Prompt: Make an exact copy of all the entries, but do not reproduce the pictures.

------ Records shown

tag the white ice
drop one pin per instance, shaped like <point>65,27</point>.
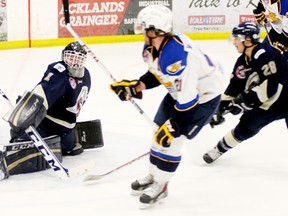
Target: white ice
<point>250,180</point>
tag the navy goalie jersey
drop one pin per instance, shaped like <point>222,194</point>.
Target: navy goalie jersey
<point>63,95</point>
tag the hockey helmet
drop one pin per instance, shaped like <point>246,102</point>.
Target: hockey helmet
<point>247,30</point>
<point>74,56</point>
<point>156,18</point>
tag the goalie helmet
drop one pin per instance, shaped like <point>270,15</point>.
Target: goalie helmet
<point>156,18</point>
<point>247,30</point>
<point>74,56</point>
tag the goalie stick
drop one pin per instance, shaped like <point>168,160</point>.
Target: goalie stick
<point>88,50</point>
<point>48,155</point>
<point>98,177</point>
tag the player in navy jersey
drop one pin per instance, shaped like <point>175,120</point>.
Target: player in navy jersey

------------

Complete answer:
tag the white ice
drop one pin per instance, shaped like <point>65,27</point>.
Target: white ice
<point>250,180</point>
tag the navy goalie jersey
drop one pin per instance, shaped like <point>222,194</point>.
Target: navy goalie jersey
<point>63,95</point>
tag the hockey helmet
drop one pin per instance, shaped like <point>246,102</point>.
Target: hockey helmet
<point>247,30</point>
<point>74,56</point>
<point>156,18</point>
tag the goalie helmet
drop one pin per instance, shaped like <point>270,15</point>.
Target: goalie helmet
<point>156,18</point>
<point>247,30</point>
<point>74,56</point>
tag the goalie stick
drop one pin per instance, shaped like <point>168,160</point>.
Target: goalie stick
<point>88,50</point>
<point>48,155</point>
<point>98,177</point>
tag the player in navy jersey
drop one pin per instance, shaped like <point>175,120</point>.
Target: player in navy jersey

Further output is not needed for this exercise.